• Page text:
┄┄┄┄┄┄┄┄┄┄┄┄┄┄┄┄┄┄┄┄

Single by Arash featuring Rebecca

from the album Arash
- Released: June 15, 2005
- Recorded: 2004
- Genre: Pop
- Length: 3:37
- Label: Warner Music
- Songwriters: Robert Uhlmann Arash Labaf Johan Bejerholm Max Tavahen Charles Burbank Ronny Gold Samy Goz Pedro Maza Luaces
- Producers: Robert Uhlmann Alex Arash Labaf Johan Bejerholm

Arash featuring Rebecca singles chronology
| "Tike Tike Kardi" (2005) | "Temptation" (2005) | "Music Is My Language" (2005) |

Music video
- "Temptation" on YouTube

= Temptation (Arash song) =

2005 single by Arash

"Temptation" is a 2005 major hit single by Iranian singer Arash featuring Rebecca Zadig and taken from Arash' debut album Arash. The music for "Temptation" is from "Baila Maria", a Spanish tune recorded by Ishtar Alabina featuring Los Niños de Sara in 1996. "Temptation" in its own right has been subject of many covers and in a number of languages.

┄┄┄┄┄┄┄┄┄┄┄┄┄┄┄┄┄┄┄┄

• Your tasks:
#1 In the article about the song "Temptation," what is the title of the earlier tune that supplied its music?
#2 Carry on writing the article about the song "Temptation" from the point where it stops.
The entries that follow come from a separate source unrelated to the song article.

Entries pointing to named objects
┄┄┄┄┄┄┄┄┄┄┄┄┄┄┄┄┄┄┄┄

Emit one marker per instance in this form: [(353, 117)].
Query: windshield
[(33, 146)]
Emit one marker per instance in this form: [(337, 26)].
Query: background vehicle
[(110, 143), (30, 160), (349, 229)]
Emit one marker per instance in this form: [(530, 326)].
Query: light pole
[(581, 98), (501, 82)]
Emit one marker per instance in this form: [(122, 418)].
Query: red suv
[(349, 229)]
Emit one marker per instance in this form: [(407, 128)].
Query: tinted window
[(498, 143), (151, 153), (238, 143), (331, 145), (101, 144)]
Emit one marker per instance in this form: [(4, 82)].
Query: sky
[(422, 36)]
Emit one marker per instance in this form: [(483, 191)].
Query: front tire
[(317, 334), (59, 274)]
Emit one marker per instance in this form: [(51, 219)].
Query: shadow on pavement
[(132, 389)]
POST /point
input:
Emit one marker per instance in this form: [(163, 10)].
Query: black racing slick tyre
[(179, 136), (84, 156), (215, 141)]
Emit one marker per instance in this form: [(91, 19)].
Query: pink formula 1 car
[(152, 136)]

┄┄┄┄┄┄┄┄┄┄┄┄┄┄┄┄┄┄┄┄

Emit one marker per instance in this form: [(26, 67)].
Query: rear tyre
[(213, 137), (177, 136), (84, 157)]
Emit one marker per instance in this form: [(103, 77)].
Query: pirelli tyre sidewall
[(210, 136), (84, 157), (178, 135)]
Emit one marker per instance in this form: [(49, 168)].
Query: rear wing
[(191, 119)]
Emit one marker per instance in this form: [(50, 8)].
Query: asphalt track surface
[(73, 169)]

┄┄┄┄┄┄┄┄┄┄┄┄┄┄┄┄┄┄┄┄

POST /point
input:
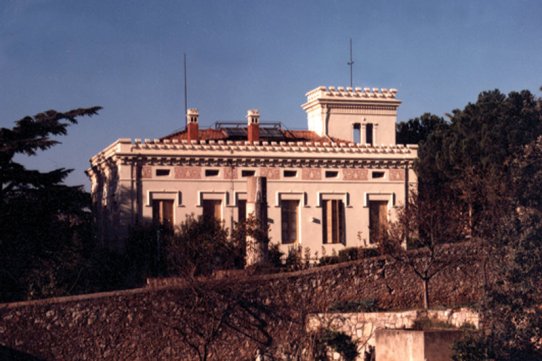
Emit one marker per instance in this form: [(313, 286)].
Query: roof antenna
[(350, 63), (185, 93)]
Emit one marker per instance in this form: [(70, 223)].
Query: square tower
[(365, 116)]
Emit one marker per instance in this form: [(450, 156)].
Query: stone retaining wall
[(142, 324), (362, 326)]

┄┄┄┄┄┄┄┄┄┄┄┄┄┄┄┄┄┄┄┄

• Answers by task:
#1 "Baila Maria"

#2
==Rebecca Zadig version==
"Temptation" was first recorded by Rebecca Zadig with additional lyrics and rendition vocals featuring Alex, the mononym of Alex Arash Labaf who started his career performing under his mononym Alex. The first version, had English as main vocals by Zadig featuring Alex that interpreted some additional Persian language lyrics. The song was launched with a separate music video that was directed and shot by Alec Cartio.

==Arash version==
"Temptation" was re-released as a song mainly in the Persian language, this time crediting Arash as the main vocalist. Rebecca Zadig was reduced to a featuring role. This release became the definitive version and was Arash's third successful consecutive single after "Boro Boro" (that had reached number 1 in Sweden) and "Tike Tike Kardi" (that had peaked at number 2 in Sweden).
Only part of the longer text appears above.